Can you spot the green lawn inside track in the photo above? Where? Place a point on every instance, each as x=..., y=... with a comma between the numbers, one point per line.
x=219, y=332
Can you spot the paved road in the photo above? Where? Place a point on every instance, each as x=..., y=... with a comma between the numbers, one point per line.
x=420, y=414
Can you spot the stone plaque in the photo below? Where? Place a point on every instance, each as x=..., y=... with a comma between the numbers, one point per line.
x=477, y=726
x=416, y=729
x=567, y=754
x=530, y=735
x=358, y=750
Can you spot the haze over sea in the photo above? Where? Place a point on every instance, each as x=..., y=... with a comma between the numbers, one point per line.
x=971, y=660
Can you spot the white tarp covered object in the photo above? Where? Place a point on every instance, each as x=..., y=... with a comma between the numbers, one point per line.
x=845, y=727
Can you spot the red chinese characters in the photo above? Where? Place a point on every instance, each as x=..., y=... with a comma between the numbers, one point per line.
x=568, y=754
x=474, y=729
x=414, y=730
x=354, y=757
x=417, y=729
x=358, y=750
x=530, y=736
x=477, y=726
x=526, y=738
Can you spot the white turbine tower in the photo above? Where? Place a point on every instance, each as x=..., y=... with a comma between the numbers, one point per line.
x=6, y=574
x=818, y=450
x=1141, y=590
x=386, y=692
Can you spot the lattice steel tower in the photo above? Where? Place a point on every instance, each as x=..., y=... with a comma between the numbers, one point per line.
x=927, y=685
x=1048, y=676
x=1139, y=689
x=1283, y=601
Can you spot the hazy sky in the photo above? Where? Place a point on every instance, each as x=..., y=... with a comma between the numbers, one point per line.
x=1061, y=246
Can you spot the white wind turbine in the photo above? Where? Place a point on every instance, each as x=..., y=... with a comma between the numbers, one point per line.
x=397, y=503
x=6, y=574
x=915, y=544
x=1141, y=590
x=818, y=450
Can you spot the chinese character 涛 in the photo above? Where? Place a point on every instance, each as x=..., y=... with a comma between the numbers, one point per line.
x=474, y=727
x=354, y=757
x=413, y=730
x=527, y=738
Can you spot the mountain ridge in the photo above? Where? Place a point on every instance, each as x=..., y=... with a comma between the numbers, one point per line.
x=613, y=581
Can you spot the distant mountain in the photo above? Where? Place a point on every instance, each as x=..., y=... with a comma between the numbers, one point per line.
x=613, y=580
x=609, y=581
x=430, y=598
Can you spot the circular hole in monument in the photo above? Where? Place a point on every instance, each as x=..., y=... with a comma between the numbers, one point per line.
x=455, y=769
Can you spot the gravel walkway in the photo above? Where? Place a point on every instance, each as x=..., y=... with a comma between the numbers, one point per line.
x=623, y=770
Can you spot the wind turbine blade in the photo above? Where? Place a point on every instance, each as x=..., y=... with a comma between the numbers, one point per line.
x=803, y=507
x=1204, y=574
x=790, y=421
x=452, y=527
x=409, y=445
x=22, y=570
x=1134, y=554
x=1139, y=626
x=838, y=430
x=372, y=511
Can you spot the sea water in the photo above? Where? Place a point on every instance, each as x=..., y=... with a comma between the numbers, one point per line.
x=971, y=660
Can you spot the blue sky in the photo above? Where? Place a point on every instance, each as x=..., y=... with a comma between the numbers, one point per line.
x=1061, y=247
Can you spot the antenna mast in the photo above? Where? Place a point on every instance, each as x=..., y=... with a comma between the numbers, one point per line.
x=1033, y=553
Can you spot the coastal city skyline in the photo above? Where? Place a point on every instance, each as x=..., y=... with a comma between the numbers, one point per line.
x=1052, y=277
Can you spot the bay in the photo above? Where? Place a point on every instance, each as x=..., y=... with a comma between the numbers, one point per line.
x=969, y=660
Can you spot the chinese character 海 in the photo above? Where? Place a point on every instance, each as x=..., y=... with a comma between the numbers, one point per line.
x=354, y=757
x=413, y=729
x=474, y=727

--------------------------------

Copy out the rows above word for word.

Can you spot the green lawn inside track in the photo above? Where? Place a point on every instance, each as x=..., y=... with a comma between the numbers, one point per line.
x=219, y=332
Can you spot the paved road in the photo above? Where? Place a point on every instance, each as x=..., y=... with a comma between the numbers, one point per line.
x=420, y=414
Can you spot the stone plaque in the photo below? Where? Place a point on every instance, each as x=..., y=... with a comma between the numbers, one point per line.
x=477, y=726
x=416, y=729
x=567, y=754
x=530, y=735
x=358, y=750
Can you spot the haze over sea in the photo above? Where? Place a point on every instance, each as x=..., y=... with a comma between the numbers, one point per line.
x=971, y=660
Can you spot the white tarp covered object in the photo above? Where? Place a point on every instance, each as x=..., y=... with a comma between the numbers, one point per line.
x=845, y=727
Can you spot the red chinese characters in the photo above? Where? Place a point on every instance, each as x=..., y=... with a comma between the numbers, one point per line.
x=568, y=754
x=474, y=729
x=414, y=730
x=354, y=757
x=417, y=729
x=358, y=750
x=530, y=736
x=477, y=726
x=526, y=738
Can you spot the white turbine tower in the photo above? Where? Place a point on every instance, each as x=..., y=... with a comma between the numbers, one point per line.
x=6, y=574
x=818, y=450
x=1141, y=590
x=386, y=692
Can you spot the lattice steel tower in the photo above? Where? Place a point on every instance, each as x=..., y=... with a comma between the numbers, one point per line.
x=927, y=685
x=1048, y=676
x=1139, y=689
x=1283, y=601
Can you spot the hazy sky in the photo above? Where? Place a point on every instance, each as x=..., y=... with a comma between the numbers, one point per line.
x=1061, y=246
Can you spot the white wind turbine in the photo above? Where? Place a point on every instance, each as x=..., y=... with a comma between the numbers, one point per line.
x=397, y=503
x=6, y=574
x=915, y=544
x=1141, y=590
x=818, y=450
Can you spot the chinese character 涛 in the photo above? Where? Place a point on every instance, each as x=..., y=... with a comma between the numbers, one point per line.
x=474, y=727
x=354, y=757
x=413, y=730
x=527, y=738
Can you spot the mountain ridge in the photo above? Where? Place a point on every instance, each as x=..., y=... with a comma between the numbers, one point per line.
x=613, y=581
Can you spot the distant mountain in the photo above? Where? Place a point on every instance, each as x=..., y=... with a comma between the numbers, one point per line.
x=613, y=580
x=609, y=581
x=430, y=598
Can you spot the circular hole in monument in the photo above? Where? Place a point on every instance, each as x=..., y=... with a comma between the numbers, one point per line.
x=455, y=769
Can you spot the gravel walkway in the photo above? Where? Place a point on every instance, each as x=..., y=... with a comma between the numbers, one point per line.
x=623, y=770
Can you spot the wind turbine blade in the photo above? Where? Place a point on every instance, each as x=..., y=... with a comma between the numbers, one point per line.
x=803, y=507
x=1204, y=574
x=790, y=421
x=452, y=527
x=409, y=445
x=22, y=570
x=1134, y=554
x=1139, y=626
x=838, y=430
x=372, y=511
Can you spot the sea water in the photo above? Where? Place a point on every instance, each as x=..., y=... with a comma between the numbers, one point per line.
x=971, y=660
Can you spot the blue sky in the photo above? Where? Place a point on every instance, each as x=..., y=... with a comma between the numbers, one point per line.
x=1061, y=247
Can you spot the antenna mast in the photo above? Where? Place a point on every instance, each as x=..., y=... with a comma between the numbers, one point per line.
x=1033, y=553
Can you spot the coastal city skyline in the photo above? Where? Place a point on every instance, each as x=..., y=... with a comma between the numbers, one point per line.
x=1052, y=277
Can you spot the bay in the photo above? Where? Place a point on every instance, each as x=..., y=... with a comma between the numbers, one point per line.
x=969, y=660
Can you spot the chinese character 海 in the photo above? Where? Place a point on every instance, each as x=..., y=... with a comma between the numbers, one point per line.
x=354, y=757
x=413, y=729
x=474, y=727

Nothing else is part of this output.